EXERCISE BRIEF: Quote, exactly, the line holding "target: <item>lioness mouth</item>" and all lines after it to the end of the records below. Exclude pictures.

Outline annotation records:
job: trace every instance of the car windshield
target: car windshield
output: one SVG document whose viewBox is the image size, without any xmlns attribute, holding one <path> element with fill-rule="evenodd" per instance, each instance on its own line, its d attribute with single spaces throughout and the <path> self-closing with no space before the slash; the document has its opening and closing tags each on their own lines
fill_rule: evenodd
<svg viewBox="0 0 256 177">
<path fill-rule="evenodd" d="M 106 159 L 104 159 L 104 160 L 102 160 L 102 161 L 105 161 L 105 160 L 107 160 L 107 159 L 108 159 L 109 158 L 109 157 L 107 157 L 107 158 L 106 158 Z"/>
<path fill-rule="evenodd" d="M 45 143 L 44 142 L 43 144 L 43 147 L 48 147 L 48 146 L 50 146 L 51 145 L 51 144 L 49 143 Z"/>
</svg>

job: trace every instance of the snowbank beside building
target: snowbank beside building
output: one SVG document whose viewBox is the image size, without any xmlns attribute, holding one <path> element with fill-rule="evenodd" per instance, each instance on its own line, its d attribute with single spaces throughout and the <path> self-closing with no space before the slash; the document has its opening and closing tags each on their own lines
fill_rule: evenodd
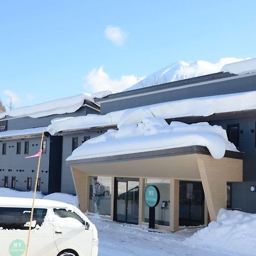
<svg viewBox="0 0 256 256">
<path fill-rule="evenodd" d="M 237 151 L 221 126 L 207 122 L 187 125 L 163 118 L 147 117 L 138 123 L 122 124 L 118 130 L 91 139 L 75 150 L 67 160 L 185 147 L 207 147 L 214 158 L 222 158 L 226 150 Z"/>
<path fill-rule="evenodd" d="M 198 231 L 184 243 L 212 246 L 242 253 L 255 255 L 256 214 L 221 209 L 217 221 Z"/>
</svg>

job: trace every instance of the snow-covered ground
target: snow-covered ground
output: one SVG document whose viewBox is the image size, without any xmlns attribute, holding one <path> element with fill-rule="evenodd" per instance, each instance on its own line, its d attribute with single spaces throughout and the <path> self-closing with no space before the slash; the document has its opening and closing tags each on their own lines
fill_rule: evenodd
<svg viewBox="0 0 256 256">
<path fill-rule="evenodd" d="M 98 230 L 99 256 L 246 255 L 228 251 L 217 246 L 188 243 L 186 239 L 199 229 L 186 229 L 175 233 L 158 230 L 152 232 L 143 226 L 113 222 L 101 219 L 97 215 L 89 214 L 88 217 Z M 256 253 L 255 251 L 252 253 Z"/>
<path fill-rule="evenodd" d="M 32 197 L 33 193 L 0 188 L 0 196 Z M 76 196 L 63 193 L 36 198 L 77 205 Z M 220 210 L 217 221 L 205 228 L 172 233 L 144 226 L 122 224 L 86 213 L 98 230 L 99 256 L 256 255 L 256 214 Z"/>
</svg>

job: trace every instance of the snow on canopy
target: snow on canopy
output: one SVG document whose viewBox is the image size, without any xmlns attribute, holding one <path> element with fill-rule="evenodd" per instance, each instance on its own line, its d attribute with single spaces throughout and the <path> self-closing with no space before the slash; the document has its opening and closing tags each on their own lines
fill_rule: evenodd
<svg viewBox="0 0 256 256">
<path fill-rule="evenodd" d="M 221 126 L 207 122 L 187 125 L 160 117 L 147 117 L 139 123 L 123 125 L 118 130 L 91 139 L 75 150 L 67 160 L 151 151 L 189 146 L 207 147 L 212 156 L 221 159 L 226 150 L 237 151 Z"/>
<path fill-rule="evenodd" d="M 246 60 L 248 58 L 246 59 Z M 229 70 L 222 71 L 221 68 L 226 64 L 230 63 L 237 63 L 238 64 L 240 63 L 240 61 L 241 61 L 241 65 L 245 69 L 247 64 L 247 63 L 243 61 L 244 60 L 234 57 L 225 57 L 221 58 L 216 63 L 212 63 L 204 60 L 189 62 L 180 60 L 153 73 L 140 82 L 126 89 L 124 91 L 212 74 L 220 71 L 229 72 Z M 253 64 L 252 63 L 251 64 Z M 256 69 L 255 63 L 254 63 L 253 65 L 254 69 Z M 237 73 L 233 72 L 230 73 Z"/>
<path fill-rule="evenodd" d="M 214 113 L 256 109 L 256 91 L 193 98 L 159 103 L 110 112 L 105 115 L 56 118 L 48 131 L 53 135 L 60 131 L 98 126 L 138 123 L 148 117 L 173 118 L 189 116 L 207 117 Z"/>
<path fill-rule="evenodd" d="M 221 209 L 216 221 L 184 242 L 186 245 L 217 246 L 236 254 L 255 255 L 256 214 Z"/>
<path fill-rule="evenodd" d="M 6 113 L 1 113 L 0 118 L 3 118 L 6 115 L 13 117 L 30 117 L 36 118 L 53 114 L 73 113 L 81 108 L 85 100 L 94 102 L 90 94 L 82 93 L 32 106 L 11 109 Z"/>
</svg>

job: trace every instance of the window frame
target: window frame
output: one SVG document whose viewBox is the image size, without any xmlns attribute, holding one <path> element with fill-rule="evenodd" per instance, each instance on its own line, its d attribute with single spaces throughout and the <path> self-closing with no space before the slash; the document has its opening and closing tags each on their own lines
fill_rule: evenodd
<svg viewBox="0 0 256 256">
<path fill-rule="evenodd" d="M 19 145 L 19 146 L 18 146 Z M 20 155 L 21 153 L 21 142 L 17 141 L 16 144 L 16 155 Z"/>
<path fill-rule="evenodd" d="M 2 155 L 6 155 L 6 142 L 3 142 L 2 144 Z"/>
<path fill-rule="evenodd" d="M 27 190 L 28 191 L 31 191 L 32 187 L 32 177 L 27 177 Z"/>
<path fill-rule="evenodd" d="M 15 189 L 16 187 L 16 176 L 11 176 L 11 188 Z"/>
<path fill-rule="evenodd" d="M 230 201 L 230 204 L 228 205 L 228 187 L 229 186 L 229 201 Z M 229 208 L 229 209 L 232 209 L 232 183 L 230 183 L 230 182 L 227 182 L 226 183 L 226 208 Z"/>
<path fill-rule="evenodd" d="M 8 188 L 8 176 L 5 176 L 4 180 L 3 180 L 3 187 L 4 188 Z M 7 184 L 7 185 L 6 185 Z"/>
<path fill-rule="evenodd" d="M 3 229 L 28 230 L 31 209 L 23 207 L 0 207 L 0 223 Z M 32 220 L 36 225 L 31 228 L 38 229 L 44 223 L 47 209 L 35 208 Z M 23 215 L 24 214 L 24 215 Z"/>
<path fill-rule="evenodd" d="M 75 141 L 76 141 L 76 146 L 75 145 Z M 78 147 L 78 137 L 72 137 L 72 152 L 73 152 L 76 148 Z"/>
<path fill-rule="evenodd" d="M 26 141 L 24 143 L 24 154 L 28 155 L 29 151 L 30 142 L 28 141 Z"/>
<path fill-rule="evenodd" d="M 237 127 L 237 146 L 235 144 L 235 143 L 233 142 L 232 142 L 230 140 L 230 129 L 231 127 Z M 240 138 L 240 136 L 239 136 L 239 133 L 240 133 L 240 125 L 239 123 L 231 123 L 231 124 L 229 124 L 227 125 L 226 126 L 226 135 L 228 136 L 228 139 L 229 140 L 229 141 L 230 141 L 230 142 L 232 142 L 237 148 L 239 147 L 239 138 Z"/>
<path fill-rule="evenodd" d="M 38 184 L 36 184 L 36 191 L 40 191 L 40 186 L 41 186 L 41 178 L 39 177 L 38 179 Z"/>
<path fill-rule="evenodd" d="M 46 154 L 47 145 L 47 142 L 46 139 L 44 139 L 43 141 L 43 144 L 42 144 L 42 154 Z"/>
</svg>

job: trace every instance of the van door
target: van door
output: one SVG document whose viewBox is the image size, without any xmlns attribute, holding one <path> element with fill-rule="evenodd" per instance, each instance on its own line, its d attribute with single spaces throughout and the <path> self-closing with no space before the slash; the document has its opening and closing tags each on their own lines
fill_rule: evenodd
<svg viewBox="0 0 256 256">
<path fill-rule="evenodd" d="M 0 240 L 2 255 L 24 255 L 30 214 L 31 209 L 28 208 L 0 208 L 0 227 L 2 228 L 0 229 Z M 28 255 L 56 255 L 58 253 L 54 242 L 53 225 L 47 220 L 48 214 L 46 209 L 34 209 Z"/>
<path fill-rule="evenodd" d="M 54 238 L 59 251 L 75 250 L 81 256 L 90 256 L 92 228 L 75 212 L 65 208 L 53 209 Z"/>
</svg>

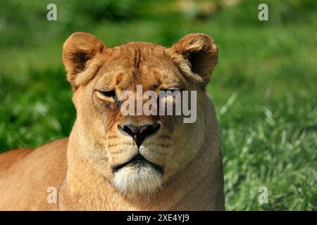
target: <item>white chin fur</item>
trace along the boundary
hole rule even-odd
[[[161,174],[149,165],[128,165],[115,172],[113,180],[117,190],[130,197],[154,193],[162,188],[161,182]]]

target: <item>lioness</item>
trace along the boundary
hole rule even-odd
[[[225,210],[219,127],[205,90],[217,58],[204,34],[171,48],[108,48],[73,34],[63,47],[77,110],[70,135],[0,155],[0,210]],[[123,115],[121,93],[137,85],[197,91],[196,122]]]

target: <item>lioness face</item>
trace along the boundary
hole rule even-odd
[[[156,193],[196,156],[204,137],[194,134],[205,126],[199,108],[217,59],[210,37],[189,34],[170,49],[142,42],[107,48],[91,34],[75,33],[64,44],[63,59],[74,89],[78,141],[94,168],[117,190],[128,196]],[[137,113],[137,101],[146,102],[137,86],[157,96],[162,90],[197,91],[196,122]],[[126,91],[133,94],[135,115],[122,113]]]

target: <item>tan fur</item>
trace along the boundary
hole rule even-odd
[[[0,155],[0,210],[225,210],[219,127],[205,92],[217,57],[213,39],[204,34],[187,35],[170,49],[144,42],[108,48],[92,34],[72,34],[63,49],[77,110],[70,137]],[[123,116],[114,99],[99,91],[116,90],[120,98],[137,84],[143,91],[196,90],[197,121]],[[128,122],[161,124],[139,152],[163,174],[147,165],[113,172],[138,150],[118,129]],[[56,204],[47,202],[49,187],[58,191]]]

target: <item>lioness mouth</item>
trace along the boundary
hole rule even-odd
[[[136,155],[135,157],[133,157],[131,160],[130,160],[127,162],[113,167],[112,171],[113,173],[116,172],[120,169],[122,169],[128,165],[133,165],[133,166],[136,167],[137,168],[142,167],[142,166],[145,166],[146,165],[149,165],[155,170],[156,170],[157,172],[161,173],[161,174],[163,174],[163,173],[164,172],[164,169],[163,169],[163,167],[161,167],[153,162],[149,162],[146,158],[144,158],[143,156],[142,156],[140,154]]]

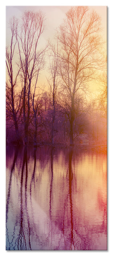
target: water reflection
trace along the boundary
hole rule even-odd
[[[7,250],[106,250],[106,157],[7,147]]]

EXERCISE RESULT:
target: <item>lioness mouth</item>
trace along the boundary
hole rule even-odd
[[[136,155],[135,157],[133,157],[131,160],[130,160],[127,162],[113,167],[112,171],[113,173],[116,172],[120,169],[122,169],[128,165],[133,165],[133,166],[136,167],[137,168],[142,167],[142,166],[145,166],[146,165],[149,165],[155,170],[156,170],[157,172],[161,173],[161,174],[163,174],[163,173],[164,172],[164,169],[163,169],[163,167],[161,167],[153,162],[149,162],[146,158],[144,158],[143,156],[142,156],[140,154]]]

target: water reflection
trace along the boundary
hole rule even-odd
[[[7,250],[106,250],[106,157],[7,147]]]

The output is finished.